Task brief »
Give an exact copy of every entry.
********
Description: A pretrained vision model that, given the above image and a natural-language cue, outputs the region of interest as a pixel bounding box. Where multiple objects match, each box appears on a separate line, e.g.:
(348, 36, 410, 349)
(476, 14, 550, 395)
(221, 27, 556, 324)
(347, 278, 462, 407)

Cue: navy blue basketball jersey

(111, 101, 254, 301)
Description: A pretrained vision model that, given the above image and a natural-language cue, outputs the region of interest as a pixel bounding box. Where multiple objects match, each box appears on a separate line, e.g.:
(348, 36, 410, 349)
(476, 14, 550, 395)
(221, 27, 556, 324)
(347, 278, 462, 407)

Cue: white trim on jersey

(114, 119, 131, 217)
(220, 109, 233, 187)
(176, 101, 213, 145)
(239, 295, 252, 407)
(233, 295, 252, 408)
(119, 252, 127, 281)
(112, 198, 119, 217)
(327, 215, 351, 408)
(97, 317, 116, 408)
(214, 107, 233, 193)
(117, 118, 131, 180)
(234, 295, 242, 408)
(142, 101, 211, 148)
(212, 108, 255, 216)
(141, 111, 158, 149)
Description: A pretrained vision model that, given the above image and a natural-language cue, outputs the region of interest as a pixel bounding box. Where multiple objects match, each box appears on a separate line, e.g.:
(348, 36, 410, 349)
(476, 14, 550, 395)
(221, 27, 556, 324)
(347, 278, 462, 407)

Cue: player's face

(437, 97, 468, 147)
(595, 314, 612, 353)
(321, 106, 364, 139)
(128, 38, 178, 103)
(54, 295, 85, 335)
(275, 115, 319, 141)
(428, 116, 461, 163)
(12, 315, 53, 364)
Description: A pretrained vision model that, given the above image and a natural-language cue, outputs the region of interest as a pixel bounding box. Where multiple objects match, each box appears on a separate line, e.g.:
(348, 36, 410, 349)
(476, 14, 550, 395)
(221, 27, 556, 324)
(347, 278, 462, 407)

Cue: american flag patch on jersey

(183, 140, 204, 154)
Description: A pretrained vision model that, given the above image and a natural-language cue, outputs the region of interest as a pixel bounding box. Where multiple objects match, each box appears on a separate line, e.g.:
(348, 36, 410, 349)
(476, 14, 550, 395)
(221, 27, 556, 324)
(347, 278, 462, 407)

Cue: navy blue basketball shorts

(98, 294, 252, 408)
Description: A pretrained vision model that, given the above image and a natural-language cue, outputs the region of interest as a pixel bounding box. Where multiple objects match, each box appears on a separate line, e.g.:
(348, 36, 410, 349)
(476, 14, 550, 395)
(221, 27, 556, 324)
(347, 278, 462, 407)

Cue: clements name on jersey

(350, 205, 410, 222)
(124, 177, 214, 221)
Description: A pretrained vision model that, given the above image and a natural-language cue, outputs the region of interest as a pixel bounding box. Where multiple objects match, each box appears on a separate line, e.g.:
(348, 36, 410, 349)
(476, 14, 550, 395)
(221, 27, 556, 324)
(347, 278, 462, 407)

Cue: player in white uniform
********
Answer box »
Description: A pretrained vision model that, given the above image and a natural-language cue, outputs the region of interest as a pixel bounding box. Where multiple objects match, each box appears on a separate line, e.g.:
(348, 36, 410, 349)
(476, 14, 550, 395)
(221, 27, 556, 324)
(347, 278, 462, 407)

Cue: navy blue basketball jersey

(111, 101, 254, 301)
Description: A pretrained vision model that, given the above image and a natural-language cue, outputs the region of interest as a pixel bounding box. Where multiple objects match, each box appears on a separate line, e.g.:
(348, 36, 410, 349)
(476, 14, 550, 395)
(221, 27, 556, 324)
(347, 278, 462, 407)

Cue: white trim on jersey

(114, 119, 131, 217)
(220, 109, 233, 187)
(176, 101, 213, 145)
(239, 295, 252, 407)
(233, 295, 252, 408)
(119, 252, 127, 281)
(112, 198, 119, 217)
(327, 215, 351, 408)
(97, 317, 116, 408)
(214, 107, 233, 193)
(117, 118, 131, 180)
(234, 295, 242, 408)
(142, 101, 211, 148)
(212, 108, 255, 216)
(141, 111, 158, 149)
Description: A pretrained vision model that, given the above image and a natural-language cue, outputs the region of interest as a pixel bounding box. Where multiple objects match, each box appears on a separate line, e.g.:
(348, 36, 410, 349)
(476, 14, 550, 395)
(221, 27, 556, 324)
(347, 278, 462, 407)

Cue: player's face

(437, 97, 468, 147)
(595, 314, 612, 353)
(321, 106, 364, 139)
(128, 38, 178, 103)
(54, 295, 85, 335)
(275, 115, 319, 141)
(428, 116, 461, 163)
(12, 315, 53, 364)
Description: A pretrained vision model that, given the above image and a natural-language cue, outputs the region of interest as a pixel bounding box. Where multiple objects match, each box appears on a separate line, e.g.:
(348, 36, 410, 349)
(476, 14, 550, 395)
(221, 27, 556, 324)
(347, 278, 462, 407)

Cue: american flag patch on jersey

(183, 140, 204, 154)
Description: A pretrained vision model that, given the above image and a natural-language cue, outputs the region of interest as a pixel bounding box. Where multiple objects match, each box appears on a separate line, e.g.:
(348, 36, 410, 349)
(476, 14, 550, 395)
(221, 27, 556, 324)
(347, 278, 462, 407)

Cue: navy blue basketball shorts

(98, 294, 252, 408)
Description: A pretrained vision model that, given the above image and a natural-language cue, outputs the region of interest as a pixel bounding box. Where multiple objects match, each box appears on a separate line, e.g.:
(348, 36, 410, 349)
(476, 14, 550, 395)
(221, 27, 556, 324)
(347, 278, 462, 407)

Cue: clements name on jersey

(350, 205, 410, 222)
(124, 177, 214, 221)
Description: A pretrained vision model that, given the above image and a natural-language cue, outputs the region of interest as a pixel bounding box. Where multiple objects match, each box appears on a separate line, e.g.:
(348, 36, 410, 349)
(476, 14, 550, 395)
(221, 27, 556, 324)
(347, 278, 462, 407)

Cue: player in white uniform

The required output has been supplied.